- _DATASET EXTRACT_

____

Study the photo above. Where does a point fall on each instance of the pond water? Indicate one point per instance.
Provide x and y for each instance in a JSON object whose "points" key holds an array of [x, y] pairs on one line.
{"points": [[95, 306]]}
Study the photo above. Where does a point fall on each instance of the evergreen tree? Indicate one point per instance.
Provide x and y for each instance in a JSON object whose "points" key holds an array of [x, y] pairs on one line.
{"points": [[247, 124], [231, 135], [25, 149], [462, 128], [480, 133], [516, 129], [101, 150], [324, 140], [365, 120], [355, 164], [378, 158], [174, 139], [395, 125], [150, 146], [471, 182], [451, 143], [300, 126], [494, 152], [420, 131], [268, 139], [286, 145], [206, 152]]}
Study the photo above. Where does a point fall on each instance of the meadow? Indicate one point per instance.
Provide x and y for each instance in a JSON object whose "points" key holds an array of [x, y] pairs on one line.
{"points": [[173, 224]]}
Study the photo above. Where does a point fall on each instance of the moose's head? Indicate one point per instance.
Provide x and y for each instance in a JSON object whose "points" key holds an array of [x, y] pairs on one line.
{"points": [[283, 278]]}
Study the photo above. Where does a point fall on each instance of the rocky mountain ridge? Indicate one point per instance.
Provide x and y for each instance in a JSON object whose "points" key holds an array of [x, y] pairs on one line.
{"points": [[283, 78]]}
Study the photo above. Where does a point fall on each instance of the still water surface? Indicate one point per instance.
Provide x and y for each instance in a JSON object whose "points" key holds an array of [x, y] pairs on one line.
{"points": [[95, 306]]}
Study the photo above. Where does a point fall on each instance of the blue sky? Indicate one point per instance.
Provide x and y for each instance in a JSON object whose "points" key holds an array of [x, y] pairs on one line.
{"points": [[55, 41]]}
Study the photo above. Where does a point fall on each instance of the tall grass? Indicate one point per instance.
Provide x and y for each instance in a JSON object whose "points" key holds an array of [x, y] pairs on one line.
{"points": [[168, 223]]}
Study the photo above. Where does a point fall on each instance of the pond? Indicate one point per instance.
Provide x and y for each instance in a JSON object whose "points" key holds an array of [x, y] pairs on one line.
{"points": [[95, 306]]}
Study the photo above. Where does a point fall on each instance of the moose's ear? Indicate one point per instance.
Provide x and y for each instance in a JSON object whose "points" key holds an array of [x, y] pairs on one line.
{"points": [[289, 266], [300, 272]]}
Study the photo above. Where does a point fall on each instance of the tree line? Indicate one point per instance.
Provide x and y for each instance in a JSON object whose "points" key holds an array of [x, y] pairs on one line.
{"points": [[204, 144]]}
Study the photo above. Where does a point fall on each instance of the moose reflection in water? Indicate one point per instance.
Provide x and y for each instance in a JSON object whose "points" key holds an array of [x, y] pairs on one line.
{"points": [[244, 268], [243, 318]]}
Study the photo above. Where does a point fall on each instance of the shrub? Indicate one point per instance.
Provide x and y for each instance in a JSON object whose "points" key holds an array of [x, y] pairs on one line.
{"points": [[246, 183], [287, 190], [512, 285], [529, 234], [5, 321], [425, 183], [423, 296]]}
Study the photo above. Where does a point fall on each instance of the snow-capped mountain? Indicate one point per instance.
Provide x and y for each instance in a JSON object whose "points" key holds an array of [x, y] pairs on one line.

____

- _ACTIVITY_
Once the line with "shrub? Indicate one point per instance." has been found in the records above, retype it and every line after it exactly, and include nothing else.

- _RESULT OF THE EXERCISE_
Study the photo above. Where does a point fall on each instance of the shrub? Indicate one point per instance.
Provide x and y for each instance in a JSON object whose "points" key holds an array of [x, y] pairs on one line.
{"points": [[246, 183], [287, 190], [512, 285], [529, 234], [5, 321], [425, 183], [423, 296]]}
Study the photo above. Where does a point fall on each instance of the snow-capped mountain? Indicate one point per instance.
Provide x and y for each instance in a JSON object whose "points" key holds an array of [x, y] pairs on one line.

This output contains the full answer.